▶ **REQUIREMENT**:
All of the listing should be output exactly, apart from the pictures.

▶ **INPUT DATA**:

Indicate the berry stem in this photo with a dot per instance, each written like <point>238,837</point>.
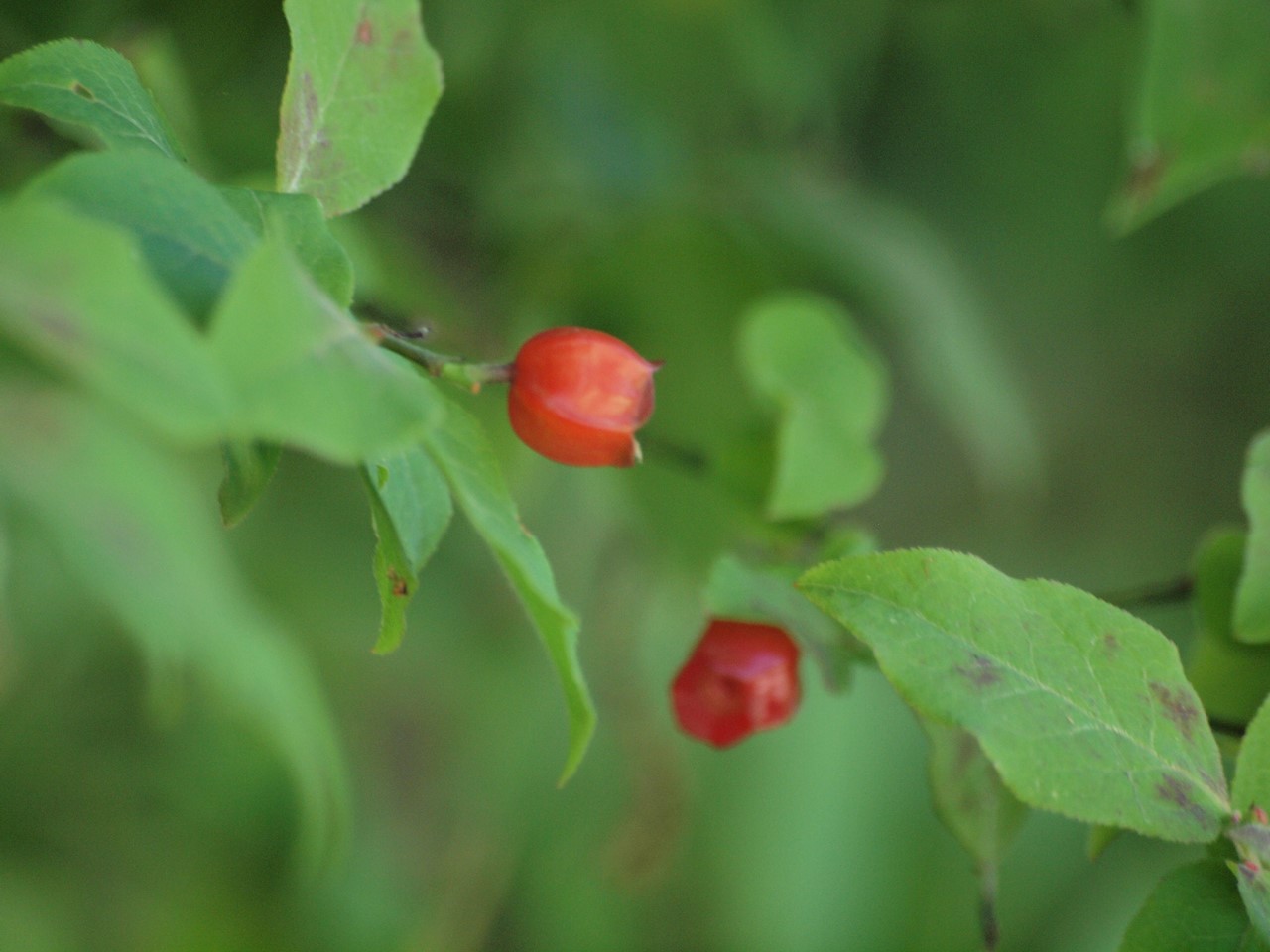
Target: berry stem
<point>456,370</point>
<point>1162,593</point>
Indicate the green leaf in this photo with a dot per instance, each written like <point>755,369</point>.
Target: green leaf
<point>969,797</point>
<point>89,85</point>
<point>1100,838</point>
<point>248,470</point>
<point>892,263</point>
<point>185,227</point>
<point>134,532</point>
<point>1252,598</point>
<point>1230,678</point>
<point>411,508</point>
<point>1080,706</point>
<point>1196,907</point>
<point>75,294</point>
<point>1252,769</point>
<point>361,85</point>
<point>304,371</point>
<point>829,386</point>
<point>461,451</point>
<point>1203,111</point>
<point>767,594</point>
<point>299,223</point>
<point>1251,842</point>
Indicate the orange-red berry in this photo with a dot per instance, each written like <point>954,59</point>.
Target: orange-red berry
<point>578,397</point>
<point>740,678</point>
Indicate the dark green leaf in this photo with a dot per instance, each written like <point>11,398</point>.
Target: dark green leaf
<point>248,470</point>
<point>132,531</point>
<point>186,229</point>
<point>1196,907</point>
<point>75,294</point>
<point>767,594</point>
<point>1080,707</point>
<point>305,372</point>
<point>1203,111</point>
<point>299,223</point>
<point>969,796</point>
<point>1230,678</point>
<point>411,508</point>
<point>1252,599</point>
<point>89,85</point>
<point>361,85</point>
<point>829,388</point>
<point>1100,838</point>
<point>461,451</point>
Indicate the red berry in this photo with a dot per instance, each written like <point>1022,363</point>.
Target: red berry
<point>578,397</point>
<point>740,678</point>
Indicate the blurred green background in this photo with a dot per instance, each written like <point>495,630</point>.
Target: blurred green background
<point>1067,403</point>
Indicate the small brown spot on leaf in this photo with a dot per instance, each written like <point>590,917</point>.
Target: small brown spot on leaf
<point>1176,707</point>
<point>1144,177</point>
<point>1178,792</point>
<point>979,671</point>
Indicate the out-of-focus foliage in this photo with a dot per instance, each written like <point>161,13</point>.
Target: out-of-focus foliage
<point>1066,403</point>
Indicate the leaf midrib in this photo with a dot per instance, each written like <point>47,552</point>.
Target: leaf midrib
<point>1040,685</point>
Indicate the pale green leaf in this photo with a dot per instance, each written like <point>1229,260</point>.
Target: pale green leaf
<point>299,223</point>
<point>361,85</point>
<point>86,84</point>
<point>1196,907</point>
<point>1230,678</point>
<point>461,451</point>
<point>411,508</point>
<point>75,294</point>
<point>248,470</point>
<point>1080,706</point>
<point>1203,104</point>
<point>185,227</point>
<point>969,797</point>
<point>829,388</point>
<point>1252,769</point>
<point>304,371</point>
<point>767,594</point>
<point>1252,598</point>
<point>134,532</point>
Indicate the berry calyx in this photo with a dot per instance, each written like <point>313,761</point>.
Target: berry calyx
<point>740,678</point>
<point>578,397</point>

▶ **FINISHED EXERCISE**:
Indicate the berry stem in this photo with a dot per instance, each written like <point>238,837</point>.
Target: berry stem
<point>456,370</point>
<point>1162,593</point>
Indicate the green leaf in this photo with a dot per instance, each written like <point>755,369</point>.
Target: green leaf
<point>969,797</point>
<point>89,85</point>
<point>1100,838</point>
<point>248,470</point>
<point>892,263</point>
<point>185,227</point>
<point>134,532</point>
<point>1252,598</point>
<point>1230,678</point>
<point>411,508</point>
<point>1080,706</point>
<point>1196,907</point>
<point>75,294</point>
<point>1252,769</point>
<point>361,85</point>
<point>304,371</point>
<point>829,386</point>
<point>461,451</point>
<point>1203,111</point>
<point>767,594</point>
<point>299,223</point>
<point>1251,842</point>
Indicate the orange-red berry in this photo with a dot per instance, each written like <point>954,59</point>.
Target: orange-red berry
<point>578,397</point>
<point>740,678</point>
Indicate the dark green leaf in this photo with a dot per instance, each written like <point>11,398</point>.
Target: dark green leaf
<point>248,470</point>
<point>132,531</point>
<point>186,229</point>
<point>1196,907</point>
<point>75,294</point>
<point>767,594</point>
<point>1080,707</point>
<point>305,372</point>
<point>1203,111</point>
<point>299,223</point>
<point>969,796</point>
<point>1230,678</point>
<point>411,508</point>
<point>1252,599</point>
<point>89,85</point>
<point>361,85</point>
<point>829,388</point>
<point>1100,838</point>
<point>461,451</point>
Indicate the red berry in this photo with a dot per instance, each written like <point>1022,363</point>.
Target: red berry
<point>578,397</point>
<point>740,678</point>
Indicate the blurred green background in this photo with a dot per instance, each written like <point>495,630</point>.
Target: blurred green background
<point>1067,403</point>
Indicate the small brown spot on leaf in this photo with a dot per instance, each written like <point>590,917</point>.
Target: small brown spot on leaf
<point>1176,707</point>
<point>1144,177</point>
<point>1178,792</point>
<point>979,671</point>
Indicate the out-of-focus foliage in this photo with a dot per instance, each written like <point>161,13</point>.
Target: out-of-focus foliage
<point>1066,403</point>
Indicate the leaf midrib in this photo with a dot per instance, each written like <point>47,552</point>.
Target: leaf midrib
<point>1040,685</point>
Indicate the pale green leaf in this photo with a dot per instance, each written like <point>1229,260</point>.
Target: pale green leaf
<point>299,223</point>
<point>361,85</point>
<point>86,84</point>
<point>1196,907</point>
<point>1230,678</point>
<point>461,451</point>
<point>411,508</point>
<point>75,294</point>
<point>248,470</point>
<point>1080,706</point>
<point>1203,104</point>
<point>185,227</point>
<point>969,797</point>
<point>829,388</point>
<point>1252,769</point>
<point>304,371</point>
<point>767,594</point>
<point>1252,598</point>
<point>134,532</point>
Indicate the berry calyx in this photo with a dot per instance, each written like <point>313,761</point>.
Target: berry calyx
<point>740,678</point>
<point>578,397</point>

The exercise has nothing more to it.